* [Excerpted data]:
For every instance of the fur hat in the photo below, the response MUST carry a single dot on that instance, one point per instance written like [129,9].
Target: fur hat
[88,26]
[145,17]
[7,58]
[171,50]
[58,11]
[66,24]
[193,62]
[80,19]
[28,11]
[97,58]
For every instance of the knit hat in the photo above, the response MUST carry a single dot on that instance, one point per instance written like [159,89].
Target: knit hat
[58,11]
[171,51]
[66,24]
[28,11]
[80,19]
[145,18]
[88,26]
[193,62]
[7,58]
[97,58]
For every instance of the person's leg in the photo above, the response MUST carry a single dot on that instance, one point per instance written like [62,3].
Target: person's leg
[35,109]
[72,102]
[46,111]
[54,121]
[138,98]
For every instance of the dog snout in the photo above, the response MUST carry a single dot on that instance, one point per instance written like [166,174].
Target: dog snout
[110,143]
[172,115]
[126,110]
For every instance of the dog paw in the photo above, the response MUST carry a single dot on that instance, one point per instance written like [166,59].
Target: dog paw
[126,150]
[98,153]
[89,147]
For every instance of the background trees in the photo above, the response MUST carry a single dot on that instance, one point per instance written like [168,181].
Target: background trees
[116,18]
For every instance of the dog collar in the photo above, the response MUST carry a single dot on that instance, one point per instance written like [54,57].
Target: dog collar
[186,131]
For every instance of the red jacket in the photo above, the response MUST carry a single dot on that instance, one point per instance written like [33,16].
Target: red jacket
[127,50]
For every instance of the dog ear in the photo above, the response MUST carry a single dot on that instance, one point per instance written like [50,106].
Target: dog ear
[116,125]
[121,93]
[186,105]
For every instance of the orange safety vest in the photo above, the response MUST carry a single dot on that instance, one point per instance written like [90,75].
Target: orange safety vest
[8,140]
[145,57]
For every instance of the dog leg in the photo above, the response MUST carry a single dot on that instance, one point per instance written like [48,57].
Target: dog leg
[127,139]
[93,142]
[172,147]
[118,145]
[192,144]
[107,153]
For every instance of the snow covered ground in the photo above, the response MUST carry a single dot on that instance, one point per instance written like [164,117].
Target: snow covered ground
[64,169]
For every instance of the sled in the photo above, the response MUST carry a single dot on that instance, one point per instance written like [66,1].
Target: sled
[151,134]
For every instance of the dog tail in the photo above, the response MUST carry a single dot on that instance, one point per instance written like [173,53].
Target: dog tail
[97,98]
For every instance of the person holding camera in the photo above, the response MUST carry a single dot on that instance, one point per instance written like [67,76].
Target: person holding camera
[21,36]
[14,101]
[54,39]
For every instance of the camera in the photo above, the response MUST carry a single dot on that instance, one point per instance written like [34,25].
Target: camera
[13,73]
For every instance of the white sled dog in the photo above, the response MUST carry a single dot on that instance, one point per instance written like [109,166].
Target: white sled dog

* [Activity]: Reproduce the full set of entries above exactly, without dropping a line.

* [Response to this task]:
For every instance of the fur hat in the photo below, the response MUST carry a single dot on that instance, one point per instance written like [129,9].
Target: fur hat
[88,26]
[145,17]
[7,58]
[171,50]
[58,11]
[66,24]
[193,62]
[80,19]
[28,11]
[97,58]
For every instance of the knit hat in the photo above, the response MUST carry a single dot on that instance, one point per instance written like [159,89].
Target: knit hat
[58,11]
[171,51]
[66,24]
[28,11]
[80,19]
[145,18]
[88,26]
[193,62]
[7,58]
[97,58]
For every instance of the person's leg in the photo above, the response MUST carry a single dot on that instance, one point per instance written like [62,3].
Target: person's leg
[35,109]
[72,102]
[46,111]
[54,121]
[138,98]
For every instance of the dog snout in the photo above, the response MUST carry a single dot on that instance, one point per instance written like [166,174].
Target: dog snout
[110,143]
[172,115]
[126,110]
For every instance of the dog paw in the photo above, the response MUST carry a single dot on that instance, one point per instance written like [166,59].
Target: dog paw
[126,150]
[98,153]
[89,147]
For every instance of the background trees in the photo above, the response MUST carry a single dot on that instance, one point per instance written like [168,181].
Target: background trees
[116,18]
For every instance of the dog collar in the photo above, the response MUST carry a single dot on that instance, one point per instance written like [54,57].
Target: dog collar
[186,131]
For every instance of the red jacket in the photo above, the response MUST carry a single dot on that instance, one point per instance written like [33,16].
Target: red jacket
[127,50]
For every instance of the dog ear in the photo above, the response MUST carry a single dot on that instance, one point per instance written like [50,106].
Target: dog ear
[116,125]
[121,93]
[186,105]
For every instance of the orange safety vest in the photo above, the response MUST carry a single dot on that instance, one point per instance written like [90,75].
Target: orange safety vest
[8,140]
[145,57]
For every instance of the dog leg in the photo above, the response MUST carry a single dot on that instance, one point per instance written like [48,57].
Target: dog leg
[127,139]
[93,142]
[172,147]
[118,145]
[192,144]
[107,153]
For every instance of the snow covered ground in the photo above, the response MUST carry a single dot on that instance, one point per instance written like [164,117].
Target: snow covered ground
[64,169]
For every instance of the sled in the photo above, the response MUST carry a single dot on that instance, one point per instance written like [66,1].
Target: sled
[151,134]
For every instance of the dog tail in the photo above, the response MUST carry a single dot on that instance, one point per instance written like [173,53].
Target: dog tail
[97,98]
For every instance of the person holding camera in the photo above, the response MUST carry a single dot on that instance, one point per instance written like [67,76].
Target: person holding camera
[21,36]
[14,101]
[54,39]
For every instance of the camera in the photo above, the response MUST carry a single dot on that instance, one point per instance written like [34,25].
Target: camera
[13,73]
For every instance of the white sled dog in the photo above, the response MUST carry a single dot on that instance, one point per instance written like [109,166].
Target: white sled dog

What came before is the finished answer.